April 20, 2000 / Far Eastern Economic Review / Lorien Holland/BEIJING
Monsanto has, according to this story, just saved Chen Zhangliang 15 years of work. Chen and other Chinese bioengineers have spent the better part of two decades trying to crack the genetic code of rice, and still had far to go. The U.S company's April 4 announcement that it has not only found the code but also will share its findings means Chinese scientists can fast-forward to the next step: boosting rice harvests to help feed a population that's expected to reach 1.6 billion by mid-century.
As director of China's National Laboratory of Protein Engineering and Plant Genetic Engineering, Chen was cited as saying the new genetic map will allow China to boost rice yields, increase nutrition value and reduce pesticide use. With his nation's resources already stretched by overpopulation -- and agricultural pollution at a record high -- he says the breakthrough couldn't have come at a better time.
"I've been so excited since I found out about the rice genome sequence," says Chen, grinning from ear to ear. "With this kind of information we can move straight to working on genetically modified crops, where the safety risk is far lower than the current risks from pesticide and insecticide poisoning, and yields can be much higher."
Chen's ultra-positive outlook on genetically modified, or GM, crops is backed up all the way to China's top leaders, who have made biotechnology the nation's top scientific research priority under their 863 Key Research Programme. The biotech research budget this year is around three billion renminbi ($361 million), up from one billion renminbi in 1999. There are already more than a dozen domestic institutions engaged in GM research, all vying for thinly spread government funds.
Unlike in the West, where an emotional debate is raging on the side effects of inserting foreign genes into plant matter, opposition in China is, the story says, scant.
In the countryside, there's no hostility to the "wonder crops," and in the cities few people are aware of the global debate over GM food. Only Gao Han, deputy secretary-general of the Association of Chinese Consumers, has publicly called for labelling of all GM content in foods. (The story says he declined to be interviewed for this article.)
For Clive James, founder of the International Service for the Acquisition of Agri-Biotech Applications, which works to transfer technology to developing countries, GM's certain benefits -- expanded yields and reduced use of pesticides and insecticides -- far outweigh the possible dangers that preoccupy the developed world. He says exponential population growth means the world will consume twice as much food in the next 50 years as it has in the past 10,000 years, and new technology is vital to boost yields.

» WHAT IS EXPECTED
In the article on China and genetically modified rice, how large is this year's biotech research budget?

» RAW DATA
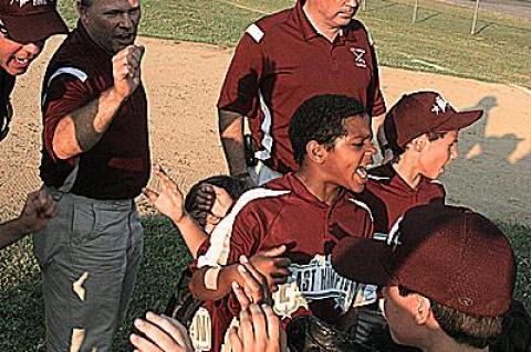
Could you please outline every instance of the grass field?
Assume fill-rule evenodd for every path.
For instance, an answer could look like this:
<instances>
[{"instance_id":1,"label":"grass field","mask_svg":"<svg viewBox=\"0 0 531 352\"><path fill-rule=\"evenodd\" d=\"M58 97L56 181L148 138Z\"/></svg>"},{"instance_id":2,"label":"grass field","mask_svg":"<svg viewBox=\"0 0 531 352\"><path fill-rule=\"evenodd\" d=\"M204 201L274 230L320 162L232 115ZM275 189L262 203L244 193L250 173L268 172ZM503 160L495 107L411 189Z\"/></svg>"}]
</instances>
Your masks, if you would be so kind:
<instances>
[{"instance_id":1,"label":"grass field","mask_svg":"<svg viewBox=\"0 0 531 352\"><path fill-rule=\"evenodd\" d=\"M127 337L133 319L148 309L164 310L178 273L191 257L169 221L144 218L146 226L144 262L138 276L126 324L121 329L114 351L131 351ZM531 309L530 228L499 224L510 236L519 258L517 298ZM39 268L31 254L31 241L0 253L0 351L44 351L44 308Z\"/></svg>"},{"instance_id":2,"label":"grass field","mask_svg":"<svg viewBox=\"0 0 531 352\"><path fill-rule=\"evenodd\" d=\"M435 0L366 0L358 18L371 30L382 64L531 88L531 21L473 11ZM62 11L72 24L71 0ZM293 4L292 0L143 0L145 35L235 45L253 20Z\"/></svg>"},{"instance_id":3,"label":"grass field","mask_svg":"<svg viewBox=\"0 0 531 352\"><path fill-rule=\"evenodd\" d=\"M60 1L74 23L72 0ZM145 35L233 45L254 19L291 6L287 0L143 0ZM360 18L371 29L381 63L531 87L531 23L481 14L480 33L469 34L471 11L420 0L419 22L410 24L412 7L396 0L368 0ZM145 255L127 323L116 351L128 351L127 334L135 317L160 311L179 270L190 260L167 220L144 218ZM519 257L517 297L531 309L531 228L499 223ZM0 351L44 351L43 303L31 241L0 253Z\"/></svg>"}]
</instances>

» WRITTEN REPLY
Around three billion renminbi ($361 million)